Extract every line of the material below word for word, leaving the pictures out of your answer.

>> Begin PROVIDED DATA

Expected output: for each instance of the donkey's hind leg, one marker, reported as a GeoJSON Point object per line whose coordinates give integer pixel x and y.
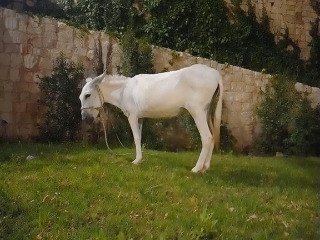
{"type": "Point", "coordinates": [206, 165]}
{"type": "Point", "coordinates": [200, 118]}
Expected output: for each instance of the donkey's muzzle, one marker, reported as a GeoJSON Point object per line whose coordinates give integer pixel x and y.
{"type": "Point", "coordinates": [87, 118]}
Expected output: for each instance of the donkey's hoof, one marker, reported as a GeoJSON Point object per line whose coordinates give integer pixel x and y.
{"type": "Point", "coordinates": [136, 161]}
{"type": "Point", "coordinates": [196, 169]}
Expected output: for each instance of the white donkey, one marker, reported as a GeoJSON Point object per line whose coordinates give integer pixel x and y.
{"type": "Point", "coordinates": [161, 95]}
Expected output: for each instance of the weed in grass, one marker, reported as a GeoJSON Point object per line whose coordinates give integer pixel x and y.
{"type": "Point", "coordinates": [71, 192]}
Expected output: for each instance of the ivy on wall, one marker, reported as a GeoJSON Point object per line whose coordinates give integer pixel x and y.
{"type": "Point", "coordinates": [203, 28]}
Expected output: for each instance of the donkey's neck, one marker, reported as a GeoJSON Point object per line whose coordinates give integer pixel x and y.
{"type": "Point", "coordinates": [112, 88]}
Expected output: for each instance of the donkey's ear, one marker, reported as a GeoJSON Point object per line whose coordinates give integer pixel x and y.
{"type": "Point", "coordinates": [88, 79]}
{"type": "Point", "coordinates": [98, 79]}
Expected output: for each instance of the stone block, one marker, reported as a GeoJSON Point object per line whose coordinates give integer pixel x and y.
{"type": "Point", "coordinates": [247, 107]}
{"type": "Point", "coordinates": [214, 64]}
{"type": "Point", "coordinates": [11, 48]}
{"type": "Point", "coordinates": [16, 60]}
{"type": "Point", "coordinates": [45, 64]}
{"type": "Point", "coordinates": [34, 26]}
{"type": "Point", "coordinates": [33, 88]}
{"type": "Point", "coordinates": [234, 118]}
{"type": "Point", "coordinates": [7, 86]}
{"type": "Point", "coordinates": [25, 96]}
{"type": "Point", "coordinates": [50, 41]}
{"type": "Point", "coordinates": [19, 107]}
{"type": "Point", "coordinates": [243, 97]}
{"type": "Point", "coordinates": [32, 107]}
{"type": "Point", "coordinates": [247, 117]}
{"type": "Point", "coordinates": [14, 74]}
{"type": "Point", "coordinates": [237, 87]}
{"type": "Point", "coordinates": [50, 28]}
{"type": "Point", "coordinates": [229, 97]}
{"type": "Point", "coordinates": [4, 73]}
{"type": "Point", "coordinates": [30, 61]}
{"type": "Point", "coordinates": [65, 35]}
{"type": "Point", "coordinates": [11, 22]}
{"type": "Point", "coordinates": [250, 89]}
{"type": "Point", "coordinates": [5, 106]}
{"type": "Point", "coordinates": [14, 37]}
{"type": "Point", "coordinates": [4, 59]}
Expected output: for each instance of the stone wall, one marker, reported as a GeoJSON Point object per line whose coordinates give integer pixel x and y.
{"type": "Point", "coordinates": [294, 15]}
{"type": "Point", "coordinates": [29, 45]}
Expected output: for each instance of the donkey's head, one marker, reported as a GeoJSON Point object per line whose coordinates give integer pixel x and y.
{"type": "Point", "coordinates": [91, 99]}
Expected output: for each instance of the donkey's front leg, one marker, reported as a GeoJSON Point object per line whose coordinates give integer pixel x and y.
{"type": "Point", "coordinates": [136, 131]}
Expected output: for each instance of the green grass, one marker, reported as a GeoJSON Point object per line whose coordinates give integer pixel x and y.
{"type": "Point", "coordinates": [71, 192]}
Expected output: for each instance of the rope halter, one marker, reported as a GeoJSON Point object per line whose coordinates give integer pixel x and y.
{"type": "Point", "coordinates": [103, 116]}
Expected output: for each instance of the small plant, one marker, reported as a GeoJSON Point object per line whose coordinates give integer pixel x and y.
{"type": "Point", "coordinates": [289, 123]}
{"type": "Point", "coordinates": [59, 97]}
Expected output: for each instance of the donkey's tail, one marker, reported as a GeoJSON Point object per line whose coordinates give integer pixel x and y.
{"type": "Point", "coordinates": [215, 113]}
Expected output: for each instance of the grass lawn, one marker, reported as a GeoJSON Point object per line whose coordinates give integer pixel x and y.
{"type": "Point", "coordinates": [71, 192]}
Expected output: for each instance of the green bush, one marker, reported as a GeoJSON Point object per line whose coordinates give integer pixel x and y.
{"type": "Point", "coordinates": [59, 97]}
{"type": "Point", "coordinates": [289, 123]}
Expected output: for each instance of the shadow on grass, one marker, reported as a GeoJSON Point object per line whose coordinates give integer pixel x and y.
{"type": "Point", "coordinates": [259, 179]}
{"type": "Point", "coordinates": [12, 219]}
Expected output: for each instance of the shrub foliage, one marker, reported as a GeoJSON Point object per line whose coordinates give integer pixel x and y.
{"type": "Point", "coordinates": [59, 97]}
{"type": "Point", "coordinates": [289, 123]}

>> End PROVIDED DATA

**SOLUTION:**
Expected output: for each instance of the donkey's hind leg, one marker, reported as a GeoJSON Point object per line whose coordinates give integer pixel x and y.
{"type": "Point", "coordinates": [206, 165]}
{"type": "Point", "coordinates": [200, 118]}
Expected output: for each instance of the donkey's muzzle, one marker, reported as a GeoJSON Point object per line whose coordinates give integer pixel x and y.
{"type": "Point", "coordinates": [87, 118]}
Expected output: for each instance of the donkey's hoof, one marker, reported as a GeoJSON Point object per line whose coordinates give integer pixel x and y.
{"type": "Point", "coordinates": [136, 161]}
{"type": "Point", "coordinates": [196, 169]}
Expected output: for each instance of the white donkey, one marker, reported as a GeoJSON Point object per line whose coordinates give integer pixel x and y.
{"type": "Point", "coordinates": [161, 95]}
Expected output: for each instance of the weed in grass, one marker, reported as a GeoJSON Point object per line whose coordinates give integer pixel x and y.
{"type": "Point", "coordinates": [71, 192]}
Expected output: for each instance of the ivy on wall, one marker, reported as a GeoJSON Point object per line whose coordinates give integer pixel x and y.
{"type": "Point", "coordinates": [203, 28]}
Expected output: for each instance of the donkey's neck, one marker, reported as a GeoJSON Point object per line whose coordinates give integer pixel x and y.
{"type": "Point", "coordinates": [112, 88]}
Expected output: for each instance of the donkey's ear, one marker, reported as a GeoJSON Point object per line whose coordinates give integer pixel x and y.
{"type": "Point", "coordinates": [88, 79]}
{"type": "Point", "coordinates": [98, 79]}
Expected output: for each instance of the stone block, one marker, reported as a GeoJSON Point object per line whose coordinates give integer pixel x and y.
{"type": "Point", "coordinates": [247, 107]}
{"type": "Point", "coordinates": [214, 64]}
{"type": "Point", "coordinates": [11, 48]}
{"type": "Point", "coordinates": [16, 60]}
{"type": "Point", "coordinates": [45, 64]}
{"type": "Point", "coordinates": [34, 26]}
{"type": "Point", "coordinates": [33, 88]}
{"type": "Point", "coordinates": [234, 118]}
{"type": "Point", "coordinates": [7, 86]}
{"type": "Point", "coordinates": [25, 96]}
{"type": "Point", "coordinates": [50, 41]}
{"type": "Point", "coordinates": [19, 107]}
{"type": "Point", "coordinates": [243, 97]}
{"type": "Point", "coordinates": [32, 107]}
{"type": "Point", "coordinates": [247, 117]}
{"type": "Point", "coordinates": [14, 74]}
{"type": "Point", "coordinates": [237, 87]}
{"type": "Point", "coordinates": [50, 28]}
{"type": "Point", "coordinates": [229, 97]}
{"type": "Point", "coordinates": [4, 73]}
{"type": "Point", "coordinates": [30, 61]}
{"type": "Point", "coordinates": [65, 35]}
{"type": "Point", "coordinates": [11, 22]}
{"type": "Point", "coordinates": [250, 89]}
{"type": "Point", "coordinates": [5, 106]}
{"type": "Point", "coordinates": [14, 37]}
{"type": "Point", "coordinates": [4, 59]}
Expected output: for each instance of the stone wall, one marker, reported as a GeoJSON Point object per line whose coordinates give integer pixel x and y.
{"type": "Point", "coordinates": [294, 15]}
{"type": "Point", "coordinates": [29, 45]}
Expected output: for each instance of the donkey's head, one marker, reported as a GeoJSON Point object per line whose coordinates give integer pixel x and y.
{"type": "Point", "coordinates": [91, 99]}
Expected output: for each instance of the donkey's front leg, one marker, reported as a GeoJSON Point object per line whose coordinates give integer pixel x and y.
{"type": "Point", "coordinates": [136, 131]}
Expected output: for each instance of the green grass, one marker, reported as a GeoJSON Point object per line whose coordinates give integer pixel x and y.
{"type": "Point", "coordinates": [71, 192]}
Expected output: for each instance of the rope halter, one marker, reported as a GeoJSON Point object per line whose coordinates give integer pixel x and y.
{"type": "Point", "coordinates": [103, 116]}
Expected output: for each instance of the small plant, one marker, reported as a GeoJSON Point object per line whose coordinates give integer pixel x and y.
{"type": "Point", "coordinates": [289, 123]}
{"type": "Point", "coordinates": [59, 97]}
Expected output: for each instance of the donkey's tail, one marker, reported as a GeoJSON Point object per line whose coordinates give integer pixel x and y.
{"type": "Point", "coordinates": [215, 113]}
Expected output: for each instance of the grass lawn, one marker, reported as a GeoJSON Point object per line whose coordinates give integer pixel x and y.
{"type": "Point", "coordinates": [71, 192]}
Expected output: for each instance of the green bush, one marker, reported as a GeoJSON Point object per line whose coordinates give integer pixel x and y.
{"type": "Point", "coordinates": [59, 97]}
{"type": "Point", "coordinates": [289, 123]}
Expected output: for each instance of the shadow on grass, one marker, reported as a GeoJSON Point object per line whose coordinates give integer pixel x and y.
{"type": "Point", "coordinates": [259, 179]}
{"type": "Point", "coordinates": [12, 219]}
Expected output: for each instance of the shrub foliage, one marker, reported as a GeoJSON Point object per line whose coordinates give integer pixel x and y.
{"type": "Point", "coordinates": [59, 97]}
{"type": "Point", "coordinates": [289, 123]}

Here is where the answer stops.